[Stored data]
— start —

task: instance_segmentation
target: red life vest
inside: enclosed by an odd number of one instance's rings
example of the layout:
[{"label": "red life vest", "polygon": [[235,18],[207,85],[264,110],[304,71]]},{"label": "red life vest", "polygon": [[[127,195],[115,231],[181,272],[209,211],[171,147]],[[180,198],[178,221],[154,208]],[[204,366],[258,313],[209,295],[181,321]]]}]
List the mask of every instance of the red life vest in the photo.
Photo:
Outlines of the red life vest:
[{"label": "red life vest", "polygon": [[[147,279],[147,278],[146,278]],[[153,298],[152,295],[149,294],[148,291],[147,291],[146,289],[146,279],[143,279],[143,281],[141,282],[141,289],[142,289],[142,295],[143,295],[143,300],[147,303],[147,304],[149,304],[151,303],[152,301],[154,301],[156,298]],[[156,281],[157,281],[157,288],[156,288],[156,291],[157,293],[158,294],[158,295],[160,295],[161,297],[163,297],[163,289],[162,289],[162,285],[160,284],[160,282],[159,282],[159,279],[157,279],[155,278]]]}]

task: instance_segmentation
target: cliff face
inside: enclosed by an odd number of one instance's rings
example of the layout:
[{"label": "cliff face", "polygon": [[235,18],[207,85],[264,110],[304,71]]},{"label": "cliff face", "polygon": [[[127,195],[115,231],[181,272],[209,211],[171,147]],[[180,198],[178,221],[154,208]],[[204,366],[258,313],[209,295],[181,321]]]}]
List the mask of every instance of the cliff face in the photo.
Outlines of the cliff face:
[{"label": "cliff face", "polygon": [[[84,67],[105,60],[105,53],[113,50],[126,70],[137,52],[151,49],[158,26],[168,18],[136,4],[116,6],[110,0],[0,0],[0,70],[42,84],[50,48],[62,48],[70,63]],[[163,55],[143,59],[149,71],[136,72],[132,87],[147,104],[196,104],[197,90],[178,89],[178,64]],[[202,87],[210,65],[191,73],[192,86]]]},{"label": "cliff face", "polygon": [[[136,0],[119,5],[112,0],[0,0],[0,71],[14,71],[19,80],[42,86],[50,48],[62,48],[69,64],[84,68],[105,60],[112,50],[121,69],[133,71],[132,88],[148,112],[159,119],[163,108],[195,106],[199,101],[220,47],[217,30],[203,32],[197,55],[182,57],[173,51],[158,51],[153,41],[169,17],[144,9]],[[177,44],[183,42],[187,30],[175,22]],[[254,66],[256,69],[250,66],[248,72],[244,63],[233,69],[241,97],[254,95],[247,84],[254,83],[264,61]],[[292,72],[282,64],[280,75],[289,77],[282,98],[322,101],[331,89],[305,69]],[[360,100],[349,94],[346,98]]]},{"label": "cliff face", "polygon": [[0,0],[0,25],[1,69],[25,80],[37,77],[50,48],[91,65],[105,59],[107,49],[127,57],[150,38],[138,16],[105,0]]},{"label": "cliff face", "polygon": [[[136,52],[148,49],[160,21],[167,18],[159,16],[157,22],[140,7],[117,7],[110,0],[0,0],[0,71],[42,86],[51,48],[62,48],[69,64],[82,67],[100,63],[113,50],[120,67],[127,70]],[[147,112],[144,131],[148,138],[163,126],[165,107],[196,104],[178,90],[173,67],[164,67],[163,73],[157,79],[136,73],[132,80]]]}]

— end —

:: TASK TO COMPLETE ::
Reproduce the material above in full, renaming every occurrence of "example of the layout" to "sample of the format" and leaving everything else unchanged.

:: RESPONSE TO THE TASK ::
task: instance_segmentation
target: red life vest
inside: enclosed by an odd number of one instance's rings
sample of the format:
[{"label": "red life vest", "polygon": [[235,18],[207,85],[264,110],[304,71]]},{"label": "red life vest", "polygon": [[[127,195],[115,231],[181,272],[209,211],[171,147]],[[180,198],[178,221],[154,208]],[[204,366],[258,313],[209,295],[181,321]]]}]
List the mask of every instance of the red life vest in the photo.
Photo:
Outlines of the red life vest:
[{"label": "red life vest", "polygon": [[[147,279],[147,278],[146,278]],[[153,298],[152,295],[149,294],[148,291],[147,291],[146,289],[146,279],[143,279],[143,281],[141,282],[141,289],[142,289],[142,295],[143,295],[143,300],[147,303],[147,304],[149,304],[151,303],[152,301],[154,301],[156,298]],[[156,281],[157,281],[157,288],[156,288],[156,291],[157,293],[158,294],[158,295],[160,295],[161,297],[163,297],[163,289],[162,289],[162,285],[160,284],[160,282],[159,282],[159,279],[157,279],[155,278]]]}]

task: instance_segmentation
target: cliff face
inside: enclosed by an odd number of one instance's rings
sample of the format:
[{"label": "cliff face", "polygon": [[235,18],[207,85],[264,110],[304,71]]},{"label": "cliff face", "polygon": [[[127,195],[115,231],[181,272],[209,211],[171,147]],[[180,198],[178,221],[154,208]],[[204,366],[258,313],[209,295],[181,321]]]}]
List the mask of every instance of the cliff face in the photo.
Outlines of the cliff face:
[{"label": "cliff face", "polygon": [[[84,67],[105,60],[105,53],[113,50],[126,70],[137,52],[151,49],[158,26],[168,18],[136,4],[116,6],[110,0],[0,0],[0,70],[42,84],[50,48],[62,48],[70,63]],[[163,55],[143,59],[149,71],[136,72],[132,87],[147,104],[196,104],[197,90],[178,89],[178,64]],[[202,87],[210,65],[191,73],[192,86]]]},{"label": "cliff face", "polygon": [[[136,0],[119,5],[112,0],[0,0],[0,71],[14,71],[19,80],[42,86],[50,48],[62,48],[69,64],[84,68],[105,60],[112,50],[121,69],[133,71],[132,88],[148,112],[159,119],[163,108],[195,106],[199,101],[220,47],[217,30],[203,32],[197,55],[182,57],[173,51],[158,51],[153,41],[169,17],[144,9]],[[177,44],[183,42],[187,30],[175,22]],[[254,66],[256,69],[250,66],[248,72],[244,63],[233,69],[241,97],[254,95],[247,84],[254,83],[264,61]],[[292,72],[282,64],[280,75],[289,77],[282,98],[322,101],[331,89],[305,69]],[[360,100],[349,94],[346,98]]]},{"label": "cliff face", "polygon": [[0,0],[0,25],[1,69],[25,80],[37,77],[50,48],[91,65],[105,59],[107,49],[127,57],[150,38],[138,16],[105,0]]},{"label": "cliff face", "polygon": [[[136,52],[148,49],[160,21],[167,18],[159,16],[157,22],[140,7],[117,7],[110,0],[0,0],[0,71],[42,86],[51,48],[62,48],[69,64],[82,67],[100,63],[113,50],[120,67],[127,70]],[[147,112],[144,131],[148,138],[163,126],[165,107],[196,104],[178,90],[173,67],[164,67],[163,73],[157,79],[136,73],[132,80]]]}]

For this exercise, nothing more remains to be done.